::: MATERIAL FOR THIS TASK

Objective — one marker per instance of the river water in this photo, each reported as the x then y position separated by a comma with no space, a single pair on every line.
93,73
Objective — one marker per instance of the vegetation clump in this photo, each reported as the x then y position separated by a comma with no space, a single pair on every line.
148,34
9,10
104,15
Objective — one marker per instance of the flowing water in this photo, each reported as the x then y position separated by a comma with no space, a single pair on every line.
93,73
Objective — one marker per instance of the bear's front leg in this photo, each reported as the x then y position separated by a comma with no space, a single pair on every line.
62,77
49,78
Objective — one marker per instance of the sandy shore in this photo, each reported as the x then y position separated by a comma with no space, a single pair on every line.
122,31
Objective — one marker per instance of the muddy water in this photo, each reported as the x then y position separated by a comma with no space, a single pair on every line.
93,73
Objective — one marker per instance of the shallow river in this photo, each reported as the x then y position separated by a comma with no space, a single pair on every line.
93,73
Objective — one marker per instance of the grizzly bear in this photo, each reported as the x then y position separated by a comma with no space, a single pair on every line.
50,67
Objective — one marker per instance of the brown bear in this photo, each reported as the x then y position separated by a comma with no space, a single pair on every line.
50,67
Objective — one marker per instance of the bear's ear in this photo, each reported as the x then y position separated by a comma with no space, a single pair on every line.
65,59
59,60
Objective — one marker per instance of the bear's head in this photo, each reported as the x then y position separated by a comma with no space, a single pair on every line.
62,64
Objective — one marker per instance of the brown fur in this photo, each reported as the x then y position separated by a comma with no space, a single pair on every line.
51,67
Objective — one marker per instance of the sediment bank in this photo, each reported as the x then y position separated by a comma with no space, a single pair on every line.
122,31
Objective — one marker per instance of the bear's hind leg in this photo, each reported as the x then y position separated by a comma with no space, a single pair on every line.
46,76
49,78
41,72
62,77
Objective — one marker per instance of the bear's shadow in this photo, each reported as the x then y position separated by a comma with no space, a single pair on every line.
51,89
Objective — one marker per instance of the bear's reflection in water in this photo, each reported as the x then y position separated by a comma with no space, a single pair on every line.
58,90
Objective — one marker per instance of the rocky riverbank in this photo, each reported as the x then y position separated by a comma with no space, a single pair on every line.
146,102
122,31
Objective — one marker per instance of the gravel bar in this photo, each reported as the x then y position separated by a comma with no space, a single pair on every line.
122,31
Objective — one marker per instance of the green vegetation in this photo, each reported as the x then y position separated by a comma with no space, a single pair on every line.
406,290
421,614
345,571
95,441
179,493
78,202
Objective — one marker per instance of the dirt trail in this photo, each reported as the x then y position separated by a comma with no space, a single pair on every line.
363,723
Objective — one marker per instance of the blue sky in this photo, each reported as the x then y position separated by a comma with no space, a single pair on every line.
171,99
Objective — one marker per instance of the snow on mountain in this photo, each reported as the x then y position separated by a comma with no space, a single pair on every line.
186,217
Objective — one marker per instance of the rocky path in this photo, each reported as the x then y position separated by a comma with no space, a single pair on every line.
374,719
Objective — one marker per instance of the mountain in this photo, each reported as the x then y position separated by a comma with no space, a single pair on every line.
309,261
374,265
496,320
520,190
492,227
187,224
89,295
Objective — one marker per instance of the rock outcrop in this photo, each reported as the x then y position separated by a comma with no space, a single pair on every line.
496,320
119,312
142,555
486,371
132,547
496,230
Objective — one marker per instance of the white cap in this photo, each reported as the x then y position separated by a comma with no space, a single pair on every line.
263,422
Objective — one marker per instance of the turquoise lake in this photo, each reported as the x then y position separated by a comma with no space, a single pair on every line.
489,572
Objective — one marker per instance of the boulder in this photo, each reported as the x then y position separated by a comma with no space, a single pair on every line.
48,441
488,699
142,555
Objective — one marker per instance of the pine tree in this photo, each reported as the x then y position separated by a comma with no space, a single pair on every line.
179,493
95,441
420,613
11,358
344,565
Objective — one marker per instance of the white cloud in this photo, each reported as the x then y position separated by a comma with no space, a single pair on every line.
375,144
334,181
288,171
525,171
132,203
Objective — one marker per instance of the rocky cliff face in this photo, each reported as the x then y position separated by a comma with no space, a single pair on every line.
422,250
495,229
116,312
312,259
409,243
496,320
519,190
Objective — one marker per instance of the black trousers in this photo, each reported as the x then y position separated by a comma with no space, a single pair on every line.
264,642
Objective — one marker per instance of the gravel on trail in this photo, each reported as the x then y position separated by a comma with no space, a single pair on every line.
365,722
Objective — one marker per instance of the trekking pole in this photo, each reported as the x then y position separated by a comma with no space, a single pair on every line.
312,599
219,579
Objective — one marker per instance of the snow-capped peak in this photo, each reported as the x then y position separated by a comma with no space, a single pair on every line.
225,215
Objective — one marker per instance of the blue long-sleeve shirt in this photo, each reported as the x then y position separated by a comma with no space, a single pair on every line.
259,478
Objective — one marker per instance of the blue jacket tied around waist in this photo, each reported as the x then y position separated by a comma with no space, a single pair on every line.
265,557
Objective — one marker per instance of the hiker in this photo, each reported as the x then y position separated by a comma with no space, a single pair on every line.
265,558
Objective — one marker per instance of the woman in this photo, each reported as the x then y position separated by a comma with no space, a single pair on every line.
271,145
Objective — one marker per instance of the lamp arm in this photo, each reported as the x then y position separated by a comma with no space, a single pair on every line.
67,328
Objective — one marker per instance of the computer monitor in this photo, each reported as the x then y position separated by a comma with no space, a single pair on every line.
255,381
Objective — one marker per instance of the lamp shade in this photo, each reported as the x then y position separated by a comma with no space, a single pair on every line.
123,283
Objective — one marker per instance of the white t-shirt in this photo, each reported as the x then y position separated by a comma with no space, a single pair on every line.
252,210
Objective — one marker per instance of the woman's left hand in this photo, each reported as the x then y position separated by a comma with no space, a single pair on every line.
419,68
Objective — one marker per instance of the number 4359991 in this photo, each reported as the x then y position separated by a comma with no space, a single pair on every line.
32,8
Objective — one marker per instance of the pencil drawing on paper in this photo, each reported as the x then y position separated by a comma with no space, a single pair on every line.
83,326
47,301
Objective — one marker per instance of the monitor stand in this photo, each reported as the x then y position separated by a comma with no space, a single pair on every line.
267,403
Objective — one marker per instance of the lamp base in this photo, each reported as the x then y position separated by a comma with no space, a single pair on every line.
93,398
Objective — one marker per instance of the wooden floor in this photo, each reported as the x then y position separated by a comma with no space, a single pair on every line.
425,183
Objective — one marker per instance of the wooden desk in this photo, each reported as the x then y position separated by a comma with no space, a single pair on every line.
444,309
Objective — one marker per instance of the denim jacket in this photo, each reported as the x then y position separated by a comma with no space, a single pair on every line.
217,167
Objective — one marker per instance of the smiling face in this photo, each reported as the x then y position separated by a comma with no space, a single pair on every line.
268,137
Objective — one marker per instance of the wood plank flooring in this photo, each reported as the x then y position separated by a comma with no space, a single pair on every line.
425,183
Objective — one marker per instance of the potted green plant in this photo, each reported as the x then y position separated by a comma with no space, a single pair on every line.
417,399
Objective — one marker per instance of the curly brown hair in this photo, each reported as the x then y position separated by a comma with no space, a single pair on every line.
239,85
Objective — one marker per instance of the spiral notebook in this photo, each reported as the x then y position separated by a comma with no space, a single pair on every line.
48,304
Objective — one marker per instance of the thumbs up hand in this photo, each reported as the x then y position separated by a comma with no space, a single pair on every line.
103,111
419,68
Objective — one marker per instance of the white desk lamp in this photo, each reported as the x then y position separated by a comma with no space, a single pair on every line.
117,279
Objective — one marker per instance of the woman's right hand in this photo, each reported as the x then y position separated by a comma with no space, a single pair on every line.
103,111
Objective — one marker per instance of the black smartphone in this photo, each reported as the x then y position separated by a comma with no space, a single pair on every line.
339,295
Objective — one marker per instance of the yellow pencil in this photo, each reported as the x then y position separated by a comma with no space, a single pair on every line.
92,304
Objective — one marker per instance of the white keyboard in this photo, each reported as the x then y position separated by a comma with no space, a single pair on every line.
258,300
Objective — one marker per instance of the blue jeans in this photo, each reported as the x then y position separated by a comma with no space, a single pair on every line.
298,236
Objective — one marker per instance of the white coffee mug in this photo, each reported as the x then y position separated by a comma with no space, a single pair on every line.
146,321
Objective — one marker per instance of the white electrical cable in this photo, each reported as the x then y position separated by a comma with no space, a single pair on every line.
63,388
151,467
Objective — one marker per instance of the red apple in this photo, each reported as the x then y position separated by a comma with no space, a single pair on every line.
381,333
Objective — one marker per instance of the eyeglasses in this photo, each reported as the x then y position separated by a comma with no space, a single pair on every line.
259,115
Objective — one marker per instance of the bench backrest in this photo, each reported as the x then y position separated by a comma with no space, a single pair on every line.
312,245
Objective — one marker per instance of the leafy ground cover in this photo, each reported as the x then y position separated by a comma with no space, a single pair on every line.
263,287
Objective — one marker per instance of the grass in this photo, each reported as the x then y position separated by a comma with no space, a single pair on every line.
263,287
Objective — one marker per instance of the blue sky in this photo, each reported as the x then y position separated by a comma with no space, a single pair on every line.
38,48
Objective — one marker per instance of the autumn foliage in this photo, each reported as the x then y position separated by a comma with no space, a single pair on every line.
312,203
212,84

::::::

_WHAT THE EXERCISE ASKS:_
Starting from the line with "Objective — one marker per instance of the white electrical" and ending with the final line of the data, quote every line exactly, both ends included.

_CORRECT RESPONSE:_
Objective — one marker per instance of the white electrical cable in this photo, each reported as the x then y position separated by a comma with no space, a single pair on every line.
63,388
151,467
Objective — one marker per instance of the red apple in this photo, each reported as the x then y position separated by a comma with no space, a single pair on every line.
381,333
Objective — one marker per instance of the eyeglasses in this photo, each reported as the x then y position separated by a comma with no space, a single pair on every line.
259,115
Objective — one marker per instance of the bench backrest in this photo, each reported as the x then y position separated by a comma with no space, a single pair on every line.
312,245
Objective — one marker per instance of the leafy ground cover in this photo, each reported as the x then y position separated by a comma with no space, a single pair on every line.
263,287
Objective — one marker per instance of the grass in this photo, each reported as the x then y position separated by a comma with no space, a single pair on every line.
263,287
Objective — one marker per instance of the blue sky in this photo, each reported as the x then y position separated by a comma with no space, a single pair on every line.
38,48
Objective — one marker per instance of the autumn foliage in this photo, each reported as the x then y position separated by a comma with no space, a single pair on every line.
312,203
212,84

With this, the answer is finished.